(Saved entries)
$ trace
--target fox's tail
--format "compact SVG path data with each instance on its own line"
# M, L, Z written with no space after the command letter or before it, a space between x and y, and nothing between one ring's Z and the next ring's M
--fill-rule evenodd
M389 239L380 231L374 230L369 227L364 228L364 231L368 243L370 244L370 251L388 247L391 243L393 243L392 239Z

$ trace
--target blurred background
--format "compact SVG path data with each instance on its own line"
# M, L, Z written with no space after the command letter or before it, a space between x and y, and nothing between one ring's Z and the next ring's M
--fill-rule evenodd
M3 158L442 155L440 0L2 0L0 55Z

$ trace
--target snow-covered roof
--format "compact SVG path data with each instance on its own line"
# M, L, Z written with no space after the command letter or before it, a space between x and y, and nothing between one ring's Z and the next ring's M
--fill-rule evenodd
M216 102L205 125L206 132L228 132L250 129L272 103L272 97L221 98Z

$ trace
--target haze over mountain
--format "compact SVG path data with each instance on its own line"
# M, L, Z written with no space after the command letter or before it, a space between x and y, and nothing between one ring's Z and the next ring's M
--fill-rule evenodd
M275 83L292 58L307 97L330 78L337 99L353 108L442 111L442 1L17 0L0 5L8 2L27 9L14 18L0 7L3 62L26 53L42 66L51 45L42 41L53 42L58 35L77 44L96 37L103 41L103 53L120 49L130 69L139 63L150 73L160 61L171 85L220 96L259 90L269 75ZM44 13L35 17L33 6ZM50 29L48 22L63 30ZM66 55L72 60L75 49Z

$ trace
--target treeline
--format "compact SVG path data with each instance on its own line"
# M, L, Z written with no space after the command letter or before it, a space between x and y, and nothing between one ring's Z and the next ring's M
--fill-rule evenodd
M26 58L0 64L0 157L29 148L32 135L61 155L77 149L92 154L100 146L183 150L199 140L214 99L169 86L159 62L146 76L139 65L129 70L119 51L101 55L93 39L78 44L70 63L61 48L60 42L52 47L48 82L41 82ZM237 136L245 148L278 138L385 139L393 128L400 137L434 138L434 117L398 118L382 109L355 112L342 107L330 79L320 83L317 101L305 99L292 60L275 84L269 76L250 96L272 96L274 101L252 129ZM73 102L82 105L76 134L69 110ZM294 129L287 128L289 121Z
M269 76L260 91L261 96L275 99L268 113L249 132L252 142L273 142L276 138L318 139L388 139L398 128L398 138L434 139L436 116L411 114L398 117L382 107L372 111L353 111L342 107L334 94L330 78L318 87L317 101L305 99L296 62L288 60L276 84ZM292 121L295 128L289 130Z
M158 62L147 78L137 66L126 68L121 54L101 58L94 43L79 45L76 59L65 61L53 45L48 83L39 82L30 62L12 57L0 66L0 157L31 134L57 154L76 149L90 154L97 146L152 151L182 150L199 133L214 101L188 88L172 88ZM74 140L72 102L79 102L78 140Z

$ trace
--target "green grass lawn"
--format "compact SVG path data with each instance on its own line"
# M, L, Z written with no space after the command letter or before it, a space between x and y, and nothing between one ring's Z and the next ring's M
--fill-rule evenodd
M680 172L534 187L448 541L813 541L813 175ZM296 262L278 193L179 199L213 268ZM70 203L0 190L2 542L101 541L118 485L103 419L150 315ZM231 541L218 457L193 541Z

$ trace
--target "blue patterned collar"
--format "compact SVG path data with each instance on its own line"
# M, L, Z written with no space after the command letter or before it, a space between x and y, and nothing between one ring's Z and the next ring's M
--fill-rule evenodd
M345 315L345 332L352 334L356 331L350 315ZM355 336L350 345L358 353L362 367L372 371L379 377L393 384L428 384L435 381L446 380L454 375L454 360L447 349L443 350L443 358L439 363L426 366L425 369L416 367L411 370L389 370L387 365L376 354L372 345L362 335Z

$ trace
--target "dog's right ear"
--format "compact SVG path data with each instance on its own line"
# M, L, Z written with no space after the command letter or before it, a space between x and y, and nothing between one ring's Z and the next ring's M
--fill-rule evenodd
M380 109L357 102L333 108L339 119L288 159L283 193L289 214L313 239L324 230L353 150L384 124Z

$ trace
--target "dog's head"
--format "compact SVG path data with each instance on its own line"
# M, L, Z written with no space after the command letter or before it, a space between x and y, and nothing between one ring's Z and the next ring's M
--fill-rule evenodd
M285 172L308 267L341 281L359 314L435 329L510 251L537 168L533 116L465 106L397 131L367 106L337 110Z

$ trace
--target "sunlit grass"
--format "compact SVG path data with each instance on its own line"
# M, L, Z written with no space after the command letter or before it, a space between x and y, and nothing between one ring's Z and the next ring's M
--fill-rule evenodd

What is required. Extract all of the data exactly as written.

Written response.
$ trace
--target fox's tail
--format "compact SVG path data with each instance on its own line"
# M, L, Z written with no space after the command letter or before it, a space between x and y, and nothing between one ring's Z and the next ring's M
--fill-rule evenodd
M389 239L380 231L374 230L369 227L364 228L364 231L368 243L370 244L370 251L388 247L391 243L393 243L392 239Z

$ trace
--target blurred background
--format "compact SVG path data with each instance on its own line"
# M, L, Z written with no space after the command letter or before it, a space between x and y, and nothing between one ring's Z and the next ring's M
--fill-rule evenodd
M3 158L442 155L440 0L2 0L0 55Z

$ trace
--target snow-covered roof
--format "compact SVG path data with each instance on its own line"
# M, L, Z written with no space after the command letter or before it, a space between x and y, and nothing between one ring's Z and the next ring's M
--fill-rule evenodd
M216 102L205 125L206 132L228 132L250 129L272 103L272 97L221 98Z

$ trace
--target haze over mountain
--format "compact SVG path data with each instance on its own line"
# M, L, Z written with no space after the command letter or before it, a space between x and y, and nothing between one ring's Z and the next ring's M
--fill-rule evenodd
M275 83L292 58L307 97L330 78L337 99L353 108L442 111L442 1L17 0L0 5L8 2L27 9L14 18L0 7L3 62L26 53L42 66L51 45L42 41L53 42L58 35L77 44L96 37L103 41L103 53L120 49L130 69L139 63L150 73L160 61L171 85L220 96L259 90L269 75ZM44 13L35 17L33 6ZM50 29L48 22L63 30ZM66 55L72 60L75 49Z

$ trace
--target treeline
--format "compact SVG path data with each instance on its own line"
# M, L, Z written with no space after the command letter or before it, a space between x and y, and nothing between one ring's Z and the next ring's M
--fill-rule evenodd
M26 58L0 64L0 157L29 148L32 135L61 155L77 149L92 154L100 146L183 150L199 140L214 99L169 86L159 62L146 76L139 65L129 70L119 51L101 55L93 39L78 44L70 63L61 48L60 42L52 47L48 82L41 82ZM237 136L245 148L278 138L385 139L393 128L400 137L434 138L434 117L398 118L382 109L355 112L342 107L330 79L320 83L317 101L305 99L292 60L275 84L269 76L250 96L272 96L274 101L252 129ZM73 102L82 105L76 134L69 110ZM294 129L287 128L289 121Z
M269 76L260 91L261 96L275 99L268 113L249 132L252 142L273 142L276 138L318 139L388 139L398 128L398 138L434 139L436 116L411 114L398 117L382 107L372 111L353 111L342 107L334 94L330 78L318 87L317 101L305 99L296 62L288 60L276 84ZM292 121L295 128L289 130Z
M158 62L147 78L137 66L126 68L121 54L101 58L94 43L79 45L76 59L65 61L53 45L48 83L39 82L30 62L12 57L0 66L0 157L31 134L57 154L76 149L90 154L97 146L152 151L182 150L199 133L214 101L188 88L172 88ZM74 140L72 102L79 102L78 140Z

$ trace
--target "green grass lawn"
--format "compact SVG path data with each instance on its own line"
# M, L, Z written with no space after the command letter or before it, a space between x and y, and nothing between one ring's Z and the next ring's M
--fill-rule evenodd
M680 172L534 187L448 541L813 541L813 175ZM296 262L278 193L179 199L213 268ZM70 203L0 190L2 542L101 541L118 485L103 419L150 315ZM231 541L218 457L193 541Z

$ trace
--target "blue patterned collar"
--format "compact SVG path data with each instance on its own line"
# M, L, Z written with no space after the command letter or before it, a space between x and y, and nothing between one ring's Z and the next ring's M
--fill-rule evenodd
M345 315L345 332L352 334L356 331L350 315ZM355 336L350 345L358 353L362 367L372 371L379 377L393 384L428 384L435 381L446 380L454 375L454 360L447 349L443 350L443 358L439 363L426 366L425 369L416 367L411 370L389 370L387 365L376 354L372 345L362 335Z

$ trace
--target "dog's right ear"
--format "compact SVG path data with each instance on its own line"
# M, L, Z written with no space after the command letter or before it, a space between x and y, and nothing between one ring's Z and the next ring's M
--fill-rule evenodd
M380 109L357 102L333 108L339 119L288 159L283 193L289 214L313 239L324 230L353 150L384 124Z

$ trace
--target "dog's head"
--format "compact SVG path data with each instance on its own line"
# M, L, Z written with no space after the command letter or before it, a space between x and y, and nothing between one ring's Z and the next ring's M
--fill-rule evenodd
M285 172L308 267L341 281L359 314L435 329L510 251L537 168L533 116L465 106L397 131L367 106L337 110Z

$ trace
--target "sunlit grass"
--format "compact SVG path data with each instance on its own line"
# M, L, Z written with no space after the command letter or before it, a space between x and y, and nothing between one ring's Z and the next ring's M
--fill-rule evenodd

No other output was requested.